Letham v Police

Case

[2009] SASC 321

7 October 2009


Supreme Court of South Australia

(Magistrates Appeals: Criminal)

LETHAM v POLICE

[2009] SASC 321

Judgment of The Honourable Chief Justice Doyle (ex tempore)

7 October 2009

CRIMINAL LAW - SENTENCE - RELEVANT FACTORS  - TOTALITY - GENERAL PRINCIPLES

Appellant pleaded guilty to offences of failing to answer questions of a police officer and failing to comply with a term of a bail agreement – appellant had previously been sentenced to six months' imprisonment, suspended on condition that he enter into a bond to be of good behaviour – appellant admitted that the offences constituted breaches of the bond – Magistrate sentenced appellant to imprisonment for 35 days in relation to the offence of failing to answer questions of the police, and 21 days in respect of the offence of failing to comply with the terms of a bail agreement – Magistrate ordered that those sentences take effect cumulatively – Magistrate declined to suspend sentences of imprisonment he imposed – Magistrate revoked bond and declined to reduce the period of imprisonment which came into effect – appellant liable to serve a term of imprisonment of six months 56 days – appeal against orders of the Magistrate.

HELD: while taken in isolation, the orders of the Magistrate and the sentences that he imposed were appropriate, taken as a whole, the overall result was excessive – good reason existed to suspend the sentences that the Magistrate imposed – appeal allowed and sentences imposed by Magistrate suspended – order of Magistrate revoking the bond, and declining to reduce the length of the suspended sentence not interfered with.

Bail Act 1985 (SA) s 17; Criminal Law (Sentencing) Act 1988 (SA) s 38, s 38(2a), s 58; Motor Vehicles Act 1959 (SA) s 91(5); Summary Offences Act 1953 (SA) s 74AB(2), referred to.
Police v Maraldo [2005] SASC 479, considered.

LETHAM v POLICE
[2009] SASC 321

Magistrates Appeal:  Criminal

  1. DOYLE CJ (ex tempore): Mr Letham was charged on a complaint filed in the Magistrates Court with one count of refusing to answer questions put to him by a police officer for the purpose of identifying the driver of a car, an offence against s 74AB(2) of the Summary Offences Act 1953 (SA). The maximum penalty for an offence against this section is imprisonment for three months or a fine of $1250. The complaint also charged Mr Letham with one count of failing to comply with a bail agreement to which he was a party, an offence against s 17 of the Bail Act 1985 (SA). The maximum penalty for an offence against this section is imprisonment for two years or a fine of $10,000.

  2. On 7 January 2008 Mr Letham had been sentenced to six months’ imprisonment. That sentence of imprisonment had been suspended upon Mr Letham entering into a bond to be of good behaviour for a period of three years. A member of the Police Force filed an application alleging that as a result of the offending alleged in the complaint just referred to, Mr Letham had failed to be of good behaviour in accordance with the conditions of the bond.

====================

__Parts of the exercise__
- 1) In the Letham v Police judgment, what is the maximum penalty for failing to comply with a bail agreement under s 17 of the Bail Act 1985 (SA)?
- 2) Resume the Letham v Police judgment after its final sentence.

====================

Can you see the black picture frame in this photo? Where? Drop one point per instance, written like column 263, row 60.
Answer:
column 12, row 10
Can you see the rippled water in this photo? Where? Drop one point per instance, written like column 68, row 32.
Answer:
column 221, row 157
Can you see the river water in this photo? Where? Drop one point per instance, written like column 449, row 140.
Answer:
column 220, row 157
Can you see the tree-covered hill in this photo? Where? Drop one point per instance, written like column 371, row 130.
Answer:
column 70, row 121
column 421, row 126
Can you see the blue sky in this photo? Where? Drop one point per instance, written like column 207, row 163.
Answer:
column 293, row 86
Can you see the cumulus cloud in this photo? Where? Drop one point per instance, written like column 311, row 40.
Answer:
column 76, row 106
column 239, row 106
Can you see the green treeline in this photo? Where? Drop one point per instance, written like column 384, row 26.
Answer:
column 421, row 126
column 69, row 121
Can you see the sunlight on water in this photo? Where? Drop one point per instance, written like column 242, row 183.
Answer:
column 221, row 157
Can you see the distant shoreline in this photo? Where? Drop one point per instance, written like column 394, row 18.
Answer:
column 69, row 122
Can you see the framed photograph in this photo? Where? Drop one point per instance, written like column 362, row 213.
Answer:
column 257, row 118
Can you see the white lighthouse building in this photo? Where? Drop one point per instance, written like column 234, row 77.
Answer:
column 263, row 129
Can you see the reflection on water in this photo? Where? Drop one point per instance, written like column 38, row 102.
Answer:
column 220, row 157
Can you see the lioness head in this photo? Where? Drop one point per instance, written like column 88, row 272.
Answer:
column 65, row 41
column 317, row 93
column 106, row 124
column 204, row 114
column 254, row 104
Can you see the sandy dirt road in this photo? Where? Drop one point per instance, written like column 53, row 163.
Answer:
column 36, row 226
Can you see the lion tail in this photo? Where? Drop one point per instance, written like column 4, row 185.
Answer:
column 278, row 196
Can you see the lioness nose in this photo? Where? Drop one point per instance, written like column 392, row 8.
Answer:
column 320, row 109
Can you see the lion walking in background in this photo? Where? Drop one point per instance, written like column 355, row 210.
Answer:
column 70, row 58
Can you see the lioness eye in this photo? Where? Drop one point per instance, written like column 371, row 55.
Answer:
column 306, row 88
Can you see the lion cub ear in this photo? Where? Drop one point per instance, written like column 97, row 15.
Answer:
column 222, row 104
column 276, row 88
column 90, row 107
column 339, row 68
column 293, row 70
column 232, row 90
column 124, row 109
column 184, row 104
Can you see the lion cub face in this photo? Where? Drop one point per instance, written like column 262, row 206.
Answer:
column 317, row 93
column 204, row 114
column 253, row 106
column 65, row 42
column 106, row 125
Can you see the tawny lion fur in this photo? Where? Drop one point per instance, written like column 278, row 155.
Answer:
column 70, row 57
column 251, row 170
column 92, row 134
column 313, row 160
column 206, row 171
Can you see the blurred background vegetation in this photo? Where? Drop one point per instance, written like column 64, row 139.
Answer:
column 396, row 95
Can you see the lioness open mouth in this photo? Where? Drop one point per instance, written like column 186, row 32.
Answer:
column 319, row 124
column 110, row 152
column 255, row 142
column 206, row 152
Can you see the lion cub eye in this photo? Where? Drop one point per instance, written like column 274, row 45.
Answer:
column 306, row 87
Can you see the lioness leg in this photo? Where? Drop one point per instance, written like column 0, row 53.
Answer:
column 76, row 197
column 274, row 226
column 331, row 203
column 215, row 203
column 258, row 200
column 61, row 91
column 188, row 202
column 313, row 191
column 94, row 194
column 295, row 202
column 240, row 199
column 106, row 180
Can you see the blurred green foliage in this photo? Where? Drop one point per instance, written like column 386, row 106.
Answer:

====================

__Expected outputs__
- 1) Imprisonment for two years or a fine of $10,000.

- 2)
  3. Mr Letham pleaded guilty to the two offences charged on the complaint and admitted that those offences amounted to breaches of the bond.  In respect of the first offence, that of failing to answer questions put to him by a police officer, the Magistrate sentenced Mr Letham to 35 days’ imprisonment. The Magistrate imposed a sentence of 21 days’ imprisonment in respect of the second offence. The Magistrate ordered that the sentences operate cumulatively. The Magistrate declined to suspend the sentences of imprisonment that he had imposed.

  4. As to the application in relation to the suspended sentence bond, the Magistrate declined to excuse the breach.  He revoked the bond and ordered payment of the amount of the bond. The Magistrate declined to reduce the duration of the suspended sentence. The sentence of imprisonment that had been suspended came into effect. The Magistrate ordered that the sentence take effect cumulatively upon the sentences of imprisonment imposed in relation to the offences charged on the complaint. The end result was a sentence of imprisonment for six months 56 days.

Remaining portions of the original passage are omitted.